**Exercise goal**
The response should consist solely of the line containing "Query: blue tarp" and the lines after it through the end of the listing below, repeated exactly.
Data below:
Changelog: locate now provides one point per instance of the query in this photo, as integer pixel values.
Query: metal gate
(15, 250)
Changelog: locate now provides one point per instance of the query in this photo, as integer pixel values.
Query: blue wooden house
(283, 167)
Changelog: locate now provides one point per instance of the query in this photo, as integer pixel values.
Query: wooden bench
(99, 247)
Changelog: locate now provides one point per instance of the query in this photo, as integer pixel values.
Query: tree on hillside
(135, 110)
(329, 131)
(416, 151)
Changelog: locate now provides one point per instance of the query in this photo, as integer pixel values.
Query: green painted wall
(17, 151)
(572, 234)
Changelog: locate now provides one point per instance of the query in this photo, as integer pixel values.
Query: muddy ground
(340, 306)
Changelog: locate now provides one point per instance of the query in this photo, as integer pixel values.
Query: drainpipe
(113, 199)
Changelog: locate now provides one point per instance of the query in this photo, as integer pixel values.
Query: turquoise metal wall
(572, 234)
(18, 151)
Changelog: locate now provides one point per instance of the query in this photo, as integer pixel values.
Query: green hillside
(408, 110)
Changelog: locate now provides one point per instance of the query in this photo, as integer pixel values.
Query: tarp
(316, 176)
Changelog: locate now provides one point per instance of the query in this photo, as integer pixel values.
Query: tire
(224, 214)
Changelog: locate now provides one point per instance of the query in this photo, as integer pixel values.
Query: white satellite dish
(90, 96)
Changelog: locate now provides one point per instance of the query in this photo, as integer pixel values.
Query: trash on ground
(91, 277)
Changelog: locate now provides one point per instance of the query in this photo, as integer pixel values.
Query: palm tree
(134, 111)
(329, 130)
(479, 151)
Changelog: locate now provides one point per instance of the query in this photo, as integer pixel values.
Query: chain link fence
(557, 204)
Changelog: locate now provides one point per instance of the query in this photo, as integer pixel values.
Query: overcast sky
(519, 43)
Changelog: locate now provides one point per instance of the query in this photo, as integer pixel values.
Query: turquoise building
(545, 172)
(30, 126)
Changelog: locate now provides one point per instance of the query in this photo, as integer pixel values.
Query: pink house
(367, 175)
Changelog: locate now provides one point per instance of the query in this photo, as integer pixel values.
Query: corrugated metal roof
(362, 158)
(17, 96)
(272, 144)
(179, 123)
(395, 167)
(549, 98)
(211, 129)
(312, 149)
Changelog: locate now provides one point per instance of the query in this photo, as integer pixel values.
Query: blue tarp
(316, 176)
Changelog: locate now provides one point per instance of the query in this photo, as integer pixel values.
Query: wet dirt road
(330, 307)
End of Data.
**Answer to the problem**
Query: blue tarp
(316, 176)
Changelog: locate now provides one point per instance of the query in this photo, as integer pixel values.
Query: wet dirt road
(330, 307)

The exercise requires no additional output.